[BEGIN SOURCE MATERIAL]

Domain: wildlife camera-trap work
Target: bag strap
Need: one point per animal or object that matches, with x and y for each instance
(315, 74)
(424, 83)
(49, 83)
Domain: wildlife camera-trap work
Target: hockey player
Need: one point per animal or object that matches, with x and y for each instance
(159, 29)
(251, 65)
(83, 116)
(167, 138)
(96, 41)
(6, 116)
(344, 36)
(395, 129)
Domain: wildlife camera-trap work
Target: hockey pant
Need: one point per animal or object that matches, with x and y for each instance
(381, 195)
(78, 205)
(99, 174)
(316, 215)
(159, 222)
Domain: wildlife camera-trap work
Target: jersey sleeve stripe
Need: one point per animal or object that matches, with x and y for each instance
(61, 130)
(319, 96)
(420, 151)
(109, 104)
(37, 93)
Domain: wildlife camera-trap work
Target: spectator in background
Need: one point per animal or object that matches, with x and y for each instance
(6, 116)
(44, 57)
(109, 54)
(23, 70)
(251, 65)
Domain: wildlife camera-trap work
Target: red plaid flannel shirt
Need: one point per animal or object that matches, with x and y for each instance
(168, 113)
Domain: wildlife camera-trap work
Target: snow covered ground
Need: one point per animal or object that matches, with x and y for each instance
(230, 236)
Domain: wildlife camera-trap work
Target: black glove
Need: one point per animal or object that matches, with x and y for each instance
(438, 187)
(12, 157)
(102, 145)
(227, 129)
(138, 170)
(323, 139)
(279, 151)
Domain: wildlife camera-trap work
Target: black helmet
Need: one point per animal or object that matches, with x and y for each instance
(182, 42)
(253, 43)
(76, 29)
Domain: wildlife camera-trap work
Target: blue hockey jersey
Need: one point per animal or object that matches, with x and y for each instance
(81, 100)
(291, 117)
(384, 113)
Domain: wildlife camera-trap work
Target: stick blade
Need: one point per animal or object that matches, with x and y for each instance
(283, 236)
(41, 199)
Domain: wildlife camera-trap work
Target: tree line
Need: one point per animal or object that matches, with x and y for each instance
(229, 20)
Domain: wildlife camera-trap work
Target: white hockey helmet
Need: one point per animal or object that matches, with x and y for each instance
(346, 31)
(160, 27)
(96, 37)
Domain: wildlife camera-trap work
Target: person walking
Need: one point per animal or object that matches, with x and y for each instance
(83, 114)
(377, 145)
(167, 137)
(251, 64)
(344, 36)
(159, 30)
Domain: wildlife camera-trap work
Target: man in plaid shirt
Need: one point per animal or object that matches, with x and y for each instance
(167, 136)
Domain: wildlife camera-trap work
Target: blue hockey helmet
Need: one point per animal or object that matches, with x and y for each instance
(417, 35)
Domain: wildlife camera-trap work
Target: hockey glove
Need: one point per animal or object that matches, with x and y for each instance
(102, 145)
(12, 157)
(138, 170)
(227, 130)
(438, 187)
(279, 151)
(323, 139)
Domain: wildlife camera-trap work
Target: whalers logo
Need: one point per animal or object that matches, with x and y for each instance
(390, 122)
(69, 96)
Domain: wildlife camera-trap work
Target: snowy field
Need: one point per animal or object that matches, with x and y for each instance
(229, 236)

[END SOURCE MATERIAL]

YOUR OBJECTIVE » Make an exact copy of every entry.

OUTPUT FOR THIS TASK »
Domain: wildlife camera-trap work
Target: bag strap
Need: one point per animal or object that matches, with x and y for each instance
(315, 74)
(424, 83)
(49, 83)
Domain: wildlife camera-trap work
Target: hockey player
Need: one point per animal or object that matches, with x and y for each instance
(159, 29)
(251, 65)
(83, 116)
(167, 138)
(96, 41)
(6, 116)
(344, 36)
(395, 129)
Domain: wildlife camera-trap work
Target: hockey pant
Need: one point per animal or object that matches, with x and y for each instance
(381, 195)
(78, 205)
(99, 174)
(316, 215)
(159, 222)
Domain: wildlife camera-trap work
Target: jersey sleeve stripe
Need: one point per animal or object that matches, with x and y for each instance
(61, 130)
(319, 96)
(420, 151)
(109, 104)
(37, 93)
Domain: wildlife camera-trap work
Target: spectator in background
Need: one point per animal or object that matches, with x and y for each instance
(6, 116)
(44, 57)
(109, 54)
(23, 70)
(251, 65)
Domain: wildlife camera-trap work
Target: red plaid flannel shirt
Need: one point per animal or object that matches, with x and y for each instance
(168, 113)
Domain: wildlife camera-trap work
Target: snow covered ground
Need: one point per animal or object that matches, with x and y for each instance
(230, 236)
Domain: wildlife camera-trap work
Target: black glove
Need: one point per animal or object that matches, with x and y for each instance
(438, 187)
(12, 157)
(102, 145)
(227, 129)
(138, 170)
(323, 139)
(279, 151)
Domain: wildlife camera-trap work
Target: black helmet
Need: one point per animal or object that matches, with x and y for each instance
(182, 42)
(253, 43)
(76, 29)
Domain: wildlife camera-trap work
Target: blue hockey jersey
Need: one point per animal or object that matches, with x and y for each instance
(81, 100)
(291, 117)
(384, 113)
Domain: wildlife camera-trap work
Target: stick blade
Need: one point per animal or object that matches, with x and y for each instance
(283, 236)
(41, 199)
Domain: wildlife camera-trap work
Target: tree line
Need: one point per animal or object that matches, with x and y for each instance
(229, 20)
Domain: wildlife camera-trap work
Target: white hockey helmet
Need: one point per animal or object that matches, with x and y for each instance
(346, 31)
(160, 27)
(96, 37)
Domain: wildlife camera-trap work
Target: person walking
Need: one point per animal or object that matches, with x and y for each instance
(83, 114)
(377, 145)
(167, 137)
(251, 64)
(344, 36)
(159, 30)
Domain: wildlife camera-trap work
Target: man in plaid shirt
Need: one point per animal or object that matches, with x and y for each instance
(167, 136)
Domain: wildlife camera-trap work
Target: blue hockey helmet
Need: one point per animal or object that matches, with x and y for each instance
(417, 35)
Domain: wildlife camera-trap work
Target: hockey glove
Need: one point per animal or object that matches, with x and y for each instance
(102, 145)
(12, 157)
(138, 170)
(227, 130)
(438, 187)
(279, 151)
(323, 139)
Domain: wildlife camera-trap work
Target: whalers logo
Need: one point per animal or object that matches, with x and y for each instance
(390, 122)
(69, 96)
Domain: wildlife camera-trap work
Target: snowy field
Need: one point per animal or object that matches, with x and y for each instance
(229, 236)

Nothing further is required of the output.